WHAT YOU NEED TO DO. Render this sentence from the "Angel Eyes" review in Spanish: "For example, in Chicago, you can apparently get a phone without giving your name or having a credit rating or anything like that."
:: PROVIDED TEXT
"Angel Eyes"

The third movie in which a wounded Jennifer Lopez watches late-night TV alone turns into a weepy thriller without many thrills.

By Andrew O'Hehir

Executive Editor

Published May 18, 2001 5:49PM (EDT)

You can learn many facts about city living from Jennifer Lopez's new star vehicle, a romantic weeper called "Angel Eyes." For example, in Chicago, you can apparently get a phone without giving your name or having a credit rating or anything like that. Lucky Windy City residents! And if you just decide to bail out on your house, blow off the mortgage payments and go live like a semihomeless person with a one-syllable name, an Edwardian overcoat and a wacky haircut, well, all your stuff will still be there waiting for you whenever you decide to go back. The bank feels your pain.
::::
:: GIVEN ENTRIES
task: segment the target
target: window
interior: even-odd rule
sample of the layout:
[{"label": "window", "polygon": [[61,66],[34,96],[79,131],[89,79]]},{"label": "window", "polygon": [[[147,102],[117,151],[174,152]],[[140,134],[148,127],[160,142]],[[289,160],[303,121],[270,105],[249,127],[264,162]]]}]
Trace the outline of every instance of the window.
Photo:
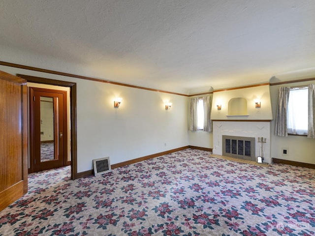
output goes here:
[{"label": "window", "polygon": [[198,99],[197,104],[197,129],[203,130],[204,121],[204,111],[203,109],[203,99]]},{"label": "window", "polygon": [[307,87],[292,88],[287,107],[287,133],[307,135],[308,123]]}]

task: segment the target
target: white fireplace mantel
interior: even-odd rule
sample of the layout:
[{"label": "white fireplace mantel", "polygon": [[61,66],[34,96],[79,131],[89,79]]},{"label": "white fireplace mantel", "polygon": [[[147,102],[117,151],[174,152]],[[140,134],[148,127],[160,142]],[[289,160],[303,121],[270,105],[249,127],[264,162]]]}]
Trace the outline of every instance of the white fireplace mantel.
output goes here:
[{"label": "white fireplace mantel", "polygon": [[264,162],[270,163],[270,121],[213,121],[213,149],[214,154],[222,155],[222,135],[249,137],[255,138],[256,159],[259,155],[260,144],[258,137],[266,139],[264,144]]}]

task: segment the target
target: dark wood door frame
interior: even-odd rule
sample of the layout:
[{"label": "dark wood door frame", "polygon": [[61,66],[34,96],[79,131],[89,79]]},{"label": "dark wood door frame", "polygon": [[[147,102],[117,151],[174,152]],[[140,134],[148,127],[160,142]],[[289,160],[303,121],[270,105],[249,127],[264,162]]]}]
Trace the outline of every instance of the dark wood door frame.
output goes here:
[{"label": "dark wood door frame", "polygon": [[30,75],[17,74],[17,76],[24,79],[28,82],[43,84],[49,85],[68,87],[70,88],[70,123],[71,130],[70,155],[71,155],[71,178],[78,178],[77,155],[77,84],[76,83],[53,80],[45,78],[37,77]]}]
::::
SOLUTION. Por ejemplo, en Chicago, al parecer puedes conseguir un teléfono sin dar tu nombre ni tener historial crediticio ni nada por el estilo.